Your task is to reproduce exactly the lines from the line with "point: slat -- spot" through the end of the records below.

=======

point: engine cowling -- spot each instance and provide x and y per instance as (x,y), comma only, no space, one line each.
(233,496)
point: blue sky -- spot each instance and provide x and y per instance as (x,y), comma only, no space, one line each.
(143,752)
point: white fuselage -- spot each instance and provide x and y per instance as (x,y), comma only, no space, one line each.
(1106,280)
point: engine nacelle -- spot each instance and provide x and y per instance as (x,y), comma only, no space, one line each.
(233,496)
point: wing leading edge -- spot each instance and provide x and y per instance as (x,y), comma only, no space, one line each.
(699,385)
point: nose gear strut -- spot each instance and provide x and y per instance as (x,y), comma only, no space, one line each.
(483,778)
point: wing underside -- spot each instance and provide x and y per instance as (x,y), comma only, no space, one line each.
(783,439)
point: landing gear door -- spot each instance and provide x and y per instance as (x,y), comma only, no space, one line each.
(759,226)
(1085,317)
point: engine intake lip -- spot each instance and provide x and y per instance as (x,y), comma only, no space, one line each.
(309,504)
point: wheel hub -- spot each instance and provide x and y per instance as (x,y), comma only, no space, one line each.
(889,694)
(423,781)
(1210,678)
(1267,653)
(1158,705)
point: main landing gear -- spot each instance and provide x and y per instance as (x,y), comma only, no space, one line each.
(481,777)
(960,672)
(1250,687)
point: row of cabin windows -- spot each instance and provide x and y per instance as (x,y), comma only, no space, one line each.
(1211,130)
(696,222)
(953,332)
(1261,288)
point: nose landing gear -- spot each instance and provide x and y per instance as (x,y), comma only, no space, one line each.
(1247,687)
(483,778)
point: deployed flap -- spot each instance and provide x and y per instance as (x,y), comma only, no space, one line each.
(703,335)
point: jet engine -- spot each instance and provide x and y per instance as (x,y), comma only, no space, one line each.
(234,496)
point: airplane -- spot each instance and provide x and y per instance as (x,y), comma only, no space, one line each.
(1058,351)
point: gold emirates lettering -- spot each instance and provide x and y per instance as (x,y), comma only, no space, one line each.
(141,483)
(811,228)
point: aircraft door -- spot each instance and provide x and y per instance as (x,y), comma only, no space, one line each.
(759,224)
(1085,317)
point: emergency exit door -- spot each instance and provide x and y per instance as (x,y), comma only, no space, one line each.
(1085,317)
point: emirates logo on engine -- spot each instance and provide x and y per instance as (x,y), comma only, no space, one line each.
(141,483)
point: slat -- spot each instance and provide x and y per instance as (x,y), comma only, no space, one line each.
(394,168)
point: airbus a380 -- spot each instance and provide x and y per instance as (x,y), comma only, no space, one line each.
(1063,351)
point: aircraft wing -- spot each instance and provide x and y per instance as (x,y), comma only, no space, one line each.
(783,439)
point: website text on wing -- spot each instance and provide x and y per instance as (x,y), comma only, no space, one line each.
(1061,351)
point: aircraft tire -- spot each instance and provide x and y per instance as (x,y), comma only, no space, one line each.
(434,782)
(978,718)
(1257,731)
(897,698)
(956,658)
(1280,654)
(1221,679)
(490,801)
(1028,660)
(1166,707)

=======

**CORRECT RESPONSE**.
point: slat -- spot each instance and provide x and y per instance as (x,y), comma only, no space, one line each.
(394,168)
point: airbus a380 -- spot each instance and provide x and y per instance as (x,y), comma only, no space, one line each.
(1063,351)
point: aircraft wing -- spot each instance and provide x and y per instance as (x,y), comma only, no space, one line each.
(783,439)
point: website text on wing -- spot each instance and provide x and y per instance as (x,y), comma only, no space, one line each.
(1061,351)
point: aircraft tire -- spot each instance and provide x and y per instance as (x,y), comma only, no space, one line each.
(434,782)
(978,718)
(1257,731)
(897,698)
(956,658)
(1280,654)
(1221,679)
(490,801)
(1028,660)
(1166,707)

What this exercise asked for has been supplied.